**SHORT TASK**. Update the lines that begin at the one containing "For the benchmark, mark every instance of the wooden plank" and stop after the one containing "Query: wooden plank", replacing "wooden plank" with "timber board" and keeping everything else the same.

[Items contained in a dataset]
---

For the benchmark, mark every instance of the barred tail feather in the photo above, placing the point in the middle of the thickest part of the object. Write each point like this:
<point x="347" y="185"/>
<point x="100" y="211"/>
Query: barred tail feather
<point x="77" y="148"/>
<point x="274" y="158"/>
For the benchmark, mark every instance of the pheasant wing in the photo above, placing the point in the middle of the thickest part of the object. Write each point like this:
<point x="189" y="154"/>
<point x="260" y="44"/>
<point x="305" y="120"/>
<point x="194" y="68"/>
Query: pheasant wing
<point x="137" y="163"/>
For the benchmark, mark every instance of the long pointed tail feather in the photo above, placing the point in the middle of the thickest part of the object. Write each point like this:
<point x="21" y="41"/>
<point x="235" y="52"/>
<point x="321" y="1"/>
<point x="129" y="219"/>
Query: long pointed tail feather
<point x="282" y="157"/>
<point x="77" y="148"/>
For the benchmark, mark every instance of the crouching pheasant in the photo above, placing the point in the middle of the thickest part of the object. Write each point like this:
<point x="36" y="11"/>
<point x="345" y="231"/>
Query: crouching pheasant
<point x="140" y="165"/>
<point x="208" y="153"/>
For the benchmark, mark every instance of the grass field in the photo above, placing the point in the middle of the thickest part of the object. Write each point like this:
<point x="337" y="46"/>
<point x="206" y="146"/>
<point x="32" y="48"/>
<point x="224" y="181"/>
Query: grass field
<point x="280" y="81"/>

---

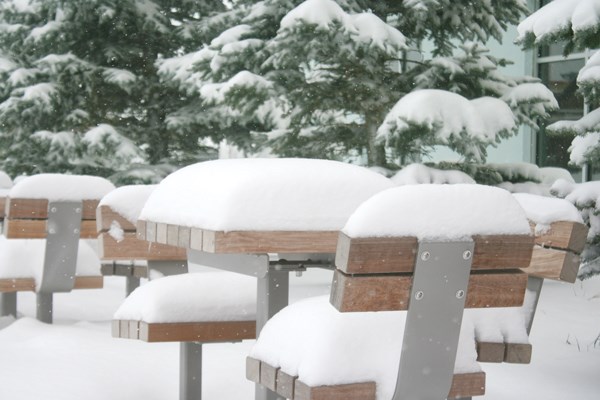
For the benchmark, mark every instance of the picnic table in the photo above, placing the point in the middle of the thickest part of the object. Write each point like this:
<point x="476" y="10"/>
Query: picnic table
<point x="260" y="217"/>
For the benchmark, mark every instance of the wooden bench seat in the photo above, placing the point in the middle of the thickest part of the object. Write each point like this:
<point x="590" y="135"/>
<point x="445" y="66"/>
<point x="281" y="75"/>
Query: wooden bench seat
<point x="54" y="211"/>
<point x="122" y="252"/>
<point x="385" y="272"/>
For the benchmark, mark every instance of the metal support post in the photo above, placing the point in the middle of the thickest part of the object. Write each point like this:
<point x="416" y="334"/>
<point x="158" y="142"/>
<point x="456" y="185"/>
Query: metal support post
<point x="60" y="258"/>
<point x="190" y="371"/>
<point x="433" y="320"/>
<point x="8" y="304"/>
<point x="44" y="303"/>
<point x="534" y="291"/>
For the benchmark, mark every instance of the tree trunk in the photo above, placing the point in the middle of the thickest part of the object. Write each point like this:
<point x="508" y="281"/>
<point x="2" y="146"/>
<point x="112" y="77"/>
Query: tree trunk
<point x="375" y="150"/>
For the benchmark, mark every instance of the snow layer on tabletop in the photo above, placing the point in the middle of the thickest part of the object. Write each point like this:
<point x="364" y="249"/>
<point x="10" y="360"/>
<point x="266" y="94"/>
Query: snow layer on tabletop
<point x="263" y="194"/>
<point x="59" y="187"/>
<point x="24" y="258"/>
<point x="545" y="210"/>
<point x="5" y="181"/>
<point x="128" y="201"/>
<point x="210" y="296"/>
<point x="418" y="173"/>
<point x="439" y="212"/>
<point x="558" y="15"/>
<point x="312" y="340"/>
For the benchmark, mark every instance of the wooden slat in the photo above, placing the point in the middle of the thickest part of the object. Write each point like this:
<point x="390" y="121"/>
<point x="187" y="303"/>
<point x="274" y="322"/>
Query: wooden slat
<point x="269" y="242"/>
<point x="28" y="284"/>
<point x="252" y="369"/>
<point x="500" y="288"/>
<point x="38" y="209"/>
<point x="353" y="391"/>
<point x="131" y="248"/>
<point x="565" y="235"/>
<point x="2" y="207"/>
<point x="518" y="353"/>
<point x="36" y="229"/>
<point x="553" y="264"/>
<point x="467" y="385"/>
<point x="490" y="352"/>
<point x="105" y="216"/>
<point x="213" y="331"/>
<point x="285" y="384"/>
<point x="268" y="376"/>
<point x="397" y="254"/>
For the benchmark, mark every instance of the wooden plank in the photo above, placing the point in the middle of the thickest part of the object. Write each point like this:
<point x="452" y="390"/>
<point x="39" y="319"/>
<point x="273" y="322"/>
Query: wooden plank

---

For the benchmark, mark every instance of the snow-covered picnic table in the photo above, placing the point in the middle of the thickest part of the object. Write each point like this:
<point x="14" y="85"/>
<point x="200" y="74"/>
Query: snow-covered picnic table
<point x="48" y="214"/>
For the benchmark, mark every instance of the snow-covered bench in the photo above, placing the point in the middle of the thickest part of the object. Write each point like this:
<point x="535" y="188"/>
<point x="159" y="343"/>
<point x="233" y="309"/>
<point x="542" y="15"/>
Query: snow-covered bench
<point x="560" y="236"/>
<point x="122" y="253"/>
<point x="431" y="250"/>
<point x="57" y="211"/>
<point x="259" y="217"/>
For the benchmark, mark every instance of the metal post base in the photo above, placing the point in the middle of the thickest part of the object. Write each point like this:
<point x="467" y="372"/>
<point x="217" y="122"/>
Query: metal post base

---

**COMPLETED EXERCISE**.
For the benchmark, mark every instance of the timber board in the photo above, placing the point in the middle of the thickest part of the object. Write each point like this:
<point x="452" y="390"/>
<point x="39" y="319"/>
<point x="273" y="322"/>
Query: timber board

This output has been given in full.